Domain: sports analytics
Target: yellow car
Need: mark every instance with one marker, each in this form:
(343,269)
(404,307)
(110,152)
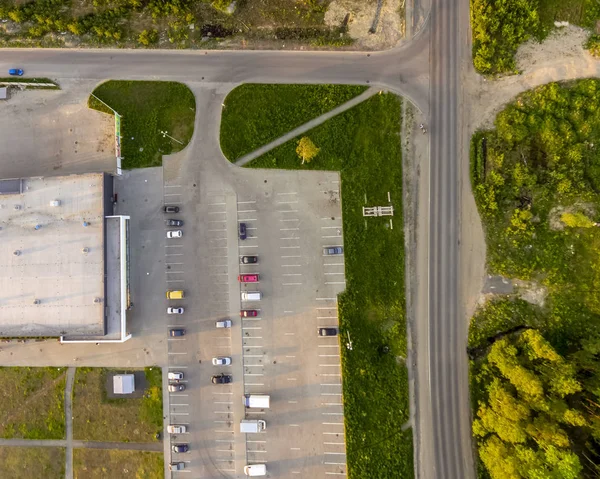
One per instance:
(175,294)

◇ ◇ ◇ ◇ ◇

Exercise
Write out every line of the records above word for word, leaving out the pictures.

The reply
Domain: sports analytics
Target: yellow car
Need: mark every instance with one marker, each in this form:
(343,269)
(404,307)
(110,152)
One per instance:
(175,294)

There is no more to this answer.